▶ _TASK OBJECTIVE_:
Copy the lines below word for word, starting with the line that contains "Find the **green" and continuing through the last line.

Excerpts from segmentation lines
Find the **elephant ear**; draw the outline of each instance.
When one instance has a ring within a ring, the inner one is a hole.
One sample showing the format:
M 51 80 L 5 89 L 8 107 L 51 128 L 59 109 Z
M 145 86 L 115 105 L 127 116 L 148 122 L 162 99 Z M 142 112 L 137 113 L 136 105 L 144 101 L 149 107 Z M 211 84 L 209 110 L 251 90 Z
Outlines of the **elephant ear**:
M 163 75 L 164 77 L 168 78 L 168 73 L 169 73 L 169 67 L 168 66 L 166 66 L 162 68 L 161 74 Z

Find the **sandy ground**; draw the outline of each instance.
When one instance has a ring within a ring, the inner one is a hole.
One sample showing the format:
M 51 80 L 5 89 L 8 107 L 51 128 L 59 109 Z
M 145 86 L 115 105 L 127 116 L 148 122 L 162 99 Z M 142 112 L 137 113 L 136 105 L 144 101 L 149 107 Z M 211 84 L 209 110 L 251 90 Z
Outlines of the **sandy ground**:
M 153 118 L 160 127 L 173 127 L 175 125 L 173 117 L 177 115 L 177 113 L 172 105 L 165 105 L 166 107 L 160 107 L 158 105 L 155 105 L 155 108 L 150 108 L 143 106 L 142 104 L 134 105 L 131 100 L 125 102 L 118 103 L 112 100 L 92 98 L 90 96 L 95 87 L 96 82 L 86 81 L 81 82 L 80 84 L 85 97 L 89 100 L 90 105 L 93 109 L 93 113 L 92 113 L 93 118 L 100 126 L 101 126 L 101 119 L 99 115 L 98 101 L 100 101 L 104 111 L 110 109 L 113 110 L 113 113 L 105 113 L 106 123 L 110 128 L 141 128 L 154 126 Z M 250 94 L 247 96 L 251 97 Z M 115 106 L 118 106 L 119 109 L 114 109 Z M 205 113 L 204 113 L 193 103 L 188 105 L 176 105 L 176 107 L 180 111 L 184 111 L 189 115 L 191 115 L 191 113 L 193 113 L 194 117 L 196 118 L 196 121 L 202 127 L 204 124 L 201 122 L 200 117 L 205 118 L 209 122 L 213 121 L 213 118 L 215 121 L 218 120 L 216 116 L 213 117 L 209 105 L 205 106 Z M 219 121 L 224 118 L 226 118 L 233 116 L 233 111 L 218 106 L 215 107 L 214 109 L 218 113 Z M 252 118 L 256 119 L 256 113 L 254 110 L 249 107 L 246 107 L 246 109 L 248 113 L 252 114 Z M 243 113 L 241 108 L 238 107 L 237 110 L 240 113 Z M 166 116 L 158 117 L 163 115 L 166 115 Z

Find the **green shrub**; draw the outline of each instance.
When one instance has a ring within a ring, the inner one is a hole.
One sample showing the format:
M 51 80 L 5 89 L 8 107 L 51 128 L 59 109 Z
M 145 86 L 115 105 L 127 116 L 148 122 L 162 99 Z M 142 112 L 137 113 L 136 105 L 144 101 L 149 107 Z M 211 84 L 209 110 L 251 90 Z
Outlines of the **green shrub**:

▶ _ANSWER TO THE PROBLEM_:
Find the **green shrub**; draw the outline of each instance.
When one instance has a ring within a ring, the inner one is a hole.
One sample showing the format:
M 51 80 L 5 89 L 8 107 L 51 128 L 59 109 Z
M 145 86 L 115 105 L 127 116 L 148 122 L 162 99 Z M 142 112 L 137 113 L 136 105 L 144 101 L 149 107 Z M 211 84 L 209 110 L 251 90 Z
Outlines of the **green shrub**:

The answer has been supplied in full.